[[ PROVIDED INFORMATION, beginning ]]
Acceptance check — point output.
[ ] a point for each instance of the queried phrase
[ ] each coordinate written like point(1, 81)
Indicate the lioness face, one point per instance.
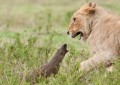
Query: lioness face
point(80, 22)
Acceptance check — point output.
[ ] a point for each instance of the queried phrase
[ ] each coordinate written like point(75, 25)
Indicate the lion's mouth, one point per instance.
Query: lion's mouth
point(78, 33)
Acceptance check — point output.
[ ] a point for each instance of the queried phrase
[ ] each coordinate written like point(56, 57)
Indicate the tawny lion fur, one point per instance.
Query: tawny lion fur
point(101, 29)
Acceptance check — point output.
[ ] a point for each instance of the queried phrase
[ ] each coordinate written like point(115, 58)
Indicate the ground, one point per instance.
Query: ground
point(30, 33)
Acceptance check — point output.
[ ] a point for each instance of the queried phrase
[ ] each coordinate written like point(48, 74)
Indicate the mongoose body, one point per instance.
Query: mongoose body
point(50, 68)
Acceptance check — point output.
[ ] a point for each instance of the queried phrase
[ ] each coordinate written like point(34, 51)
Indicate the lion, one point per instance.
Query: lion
point(101, 29)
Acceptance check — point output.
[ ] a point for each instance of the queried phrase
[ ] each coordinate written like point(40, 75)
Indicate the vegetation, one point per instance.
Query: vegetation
point(30, 33)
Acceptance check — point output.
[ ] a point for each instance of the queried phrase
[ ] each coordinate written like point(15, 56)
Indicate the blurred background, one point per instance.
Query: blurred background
point(32, 30)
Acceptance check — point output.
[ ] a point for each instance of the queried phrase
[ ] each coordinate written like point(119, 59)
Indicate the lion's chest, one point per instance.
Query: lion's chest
point(101, 40)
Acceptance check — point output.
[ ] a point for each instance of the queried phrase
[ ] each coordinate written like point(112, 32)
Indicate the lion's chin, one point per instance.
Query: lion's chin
point(78, 33)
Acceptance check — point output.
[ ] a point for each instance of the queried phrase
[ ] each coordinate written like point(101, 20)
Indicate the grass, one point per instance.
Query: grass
point(30, 34)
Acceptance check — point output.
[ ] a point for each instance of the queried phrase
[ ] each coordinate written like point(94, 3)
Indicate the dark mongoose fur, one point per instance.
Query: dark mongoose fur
point(50, 68)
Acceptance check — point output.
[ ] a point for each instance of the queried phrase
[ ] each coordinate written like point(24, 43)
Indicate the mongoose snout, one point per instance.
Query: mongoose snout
point(52, 67)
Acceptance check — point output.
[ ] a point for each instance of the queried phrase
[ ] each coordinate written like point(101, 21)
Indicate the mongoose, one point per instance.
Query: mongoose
point(50, 68)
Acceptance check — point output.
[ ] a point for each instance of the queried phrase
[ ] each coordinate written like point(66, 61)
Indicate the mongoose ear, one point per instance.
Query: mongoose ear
point(93, 5)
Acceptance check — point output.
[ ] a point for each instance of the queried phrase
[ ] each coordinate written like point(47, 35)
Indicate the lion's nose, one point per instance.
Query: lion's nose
point(68, 32)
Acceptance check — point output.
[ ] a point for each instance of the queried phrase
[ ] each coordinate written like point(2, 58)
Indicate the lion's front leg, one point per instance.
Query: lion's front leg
point(104, 57)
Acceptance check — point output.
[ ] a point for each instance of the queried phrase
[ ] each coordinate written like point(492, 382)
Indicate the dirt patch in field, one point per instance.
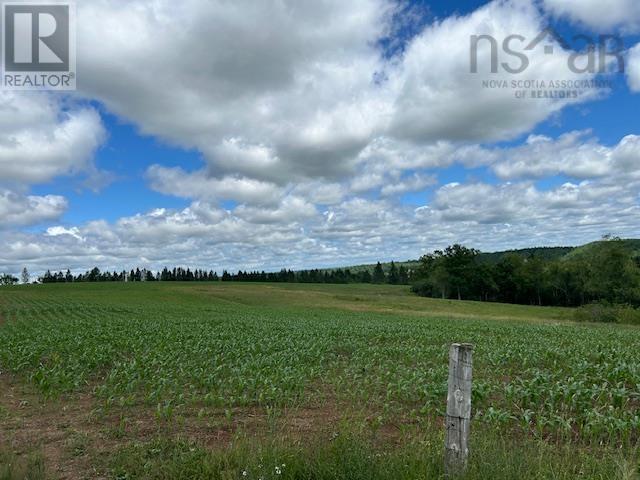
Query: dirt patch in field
point(77, 436)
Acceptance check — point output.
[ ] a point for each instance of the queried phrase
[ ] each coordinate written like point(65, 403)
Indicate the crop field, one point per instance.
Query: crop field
point(303, 381)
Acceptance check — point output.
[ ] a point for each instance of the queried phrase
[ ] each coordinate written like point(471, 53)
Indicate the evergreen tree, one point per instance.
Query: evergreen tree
point(378, 274)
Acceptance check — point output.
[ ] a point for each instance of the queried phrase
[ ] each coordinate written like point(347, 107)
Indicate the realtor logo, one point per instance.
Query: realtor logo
point(38, 48)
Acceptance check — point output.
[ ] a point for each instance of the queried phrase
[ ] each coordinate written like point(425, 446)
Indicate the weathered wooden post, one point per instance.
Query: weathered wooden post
point(458, 419)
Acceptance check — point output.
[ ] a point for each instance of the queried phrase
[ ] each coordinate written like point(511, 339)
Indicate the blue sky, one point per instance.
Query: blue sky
point(321, 134)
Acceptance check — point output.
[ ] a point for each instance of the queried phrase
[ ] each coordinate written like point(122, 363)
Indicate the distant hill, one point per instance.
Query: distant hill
point(547, 253)
point(586, 250)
[[ PROVIDED INFORMATION, end ]]
▶ **ASSIGNMENT**: Reproduce the preceding material exactly, skipping pictures.

▶ **TASK RESULT**:
Acceptance check — point output.
[ ] a point for each instance of the queried phrase
[ ] each coordinate written like point(1, 81)
Indicate the lioness face, one point per instance.
Query: lioness face
point(80, 22)
Acceptance check — point output.
[ ] a point for each instance of the queried phrase
[ ] each coordinate written like point(75, 25)
Indicate the lion's mouth, one point per instance.
Query: lion's mouth
point(78, 33)
Acceptance check — point output.
[ ] a point for each instance of the queried phrase
[ ] each coordinate written like point(56, 57)
Indicate the tawny lion fur, one point per instance.
Query: tawny lion fur
point(101, 29)
Acceptance check — point output.
[ ] a point for each instance of the queried phrase
[ ] each coordinate written like point(115, 58)
Indicate the ground, one point per instance.
Query: ground
point(30, 33)
Acceptance check — point output.
[ ] a point for each instance of the queried phrase
[ ] each coordinate written like point(48, 74)
Indicate the mongoose body, one point per instance.
Query: mongoose body
point(50, 68)
Acceptance check — point output.
[ ] a point for each instance of the queried phrase
[ ] each coordinate written like point(34, 51)
Indicate the lion, one point per instance.
Query: lion
point(101, 29)
Acceptance check — point output.
[ ] a point for each instance of the queried phrase
[ ] each coordinate written like point(40, 75)
Indicate the vegetation, one point per instance.
Query: vegetation
point(30, 33)
Acceptance check — point output.
[ ] a point for each instance of the queried phrase
[ ] each coordinate written like point(15, 56)
Indicate the blurred background, one point per instance.
Query: blurred background
point(32, 30)
Acceptance check — point output.
[ ] a point for each instance of the queried phrase
[ ] each coordinate written like point(119, 59)
Indicate the lion's chest, one point per instance.
Query: lion's chest
point(101, 40)
Acceptance check — point output.
[ ] a point for each instance of the queried phrase
[ ] each coordinate written like point(112, 32)
Indicate the lion's chin, one point per instance.
Query: lion's chin
point(78, 33)
Acceptance check — point output.
[ ] a point for each instance of the queried phrase
[ ] each coordinate written like point(101, 20)
Indicate the grass, one point per instance.
Query: grass
point(30, 34)
Acceptance check — point output.
[ ] a point for each instance of the queried phrase
[ ] each coordinate written like point(94, 3)
Indicate the dark mongoose fur, one point per instance.
Query: dark mongoose fur
point(50, 68)
Acceptance check — point output.
[ ] a point for each instance of the queried phrase
[ ] each coordinate written like point(24, 43)
Indicate the mongoose snout, one point per instance.
Query: mongoose snout
point(52, 67)
Acceptance check — point output.
[ ] a point for each instance of the queried phrase
[ ] each coordinate written like point(101, 21)
Indicate the mongoose, one point per instance.
Query: mongoose
point(50, 68)
Acceptance check — point output.
[ ] a point for each instance of the queried phrase
[ ] each coordinate written like point(66, 61)
Indicate the mongoose ear, one point per instance.
Query: mongoose ear
point(93, 5)
Acceptance check — point output.
[ ] a point for each instance of the queried phrase
[ ] each coordinate written like point(47, 35)
Indicate the lion's nose, one point per instance.
Query: lion's nose
point(68, 32)
Acceptance check — point output.
[ ] a point for each instance of the queried phrase
[ ] each coordinate written like point(2, 58)
Indicate the lion's front leg, one point per instance.
Query: lion's front leg
point(104, 57)
Acceptance check — point output.
[ ] a point for each instance of the queried phrase
[ ] each coordinate written like point(492, 382)
Indicate the dirt patch in field, one point per instance.
Query: dirt patch in field
point(77, 436)
Acceptance check — point output.
[ ] a point for each instance of the queried phrase
[ ] each coordinate written like point(65, 403)
Indicate the crop field, one point per instance.
Query: crop field
point(303, 381)
Acceptance check — point output.
[ ] a point for each instance of the queried phrase
[ ] each coordinate written like point(471, 53)
Indicate the evergreen tree, one point per instance.
Query: evergreen tree
point(378, 274)
Acceptance check — point output.
[ ] a point for each instance of the queried phrase
[ ] each coordinate written like point(347, 107)
Indicate the realtor logo, one point per instance.
Query: realtor logo
point(38, 48)
Acceptance check — point output.
[ ] a point for each instance of the queried phrase
[ ] each coordinate written like point(425, 446)
Indicate the weathered wooden post, one point per instance.
Query: weathered wooden post
point(458, 419)
Acceptance check — point output.
[ ] a point for each instance of the queried phrase
[ ] each coordinate written like point(511, 339)
Indicate the blue sky, one point per instance.
Query: blue sky
point(321, 134)
Acceptance check — point output.
[ ] a point for each instance of the queried phrase
[ ] each coordinate written like point(122, 363)
Indicate the distant hill, one point per instance.
Query: distant hill
point(547, 253)
point(586, 250)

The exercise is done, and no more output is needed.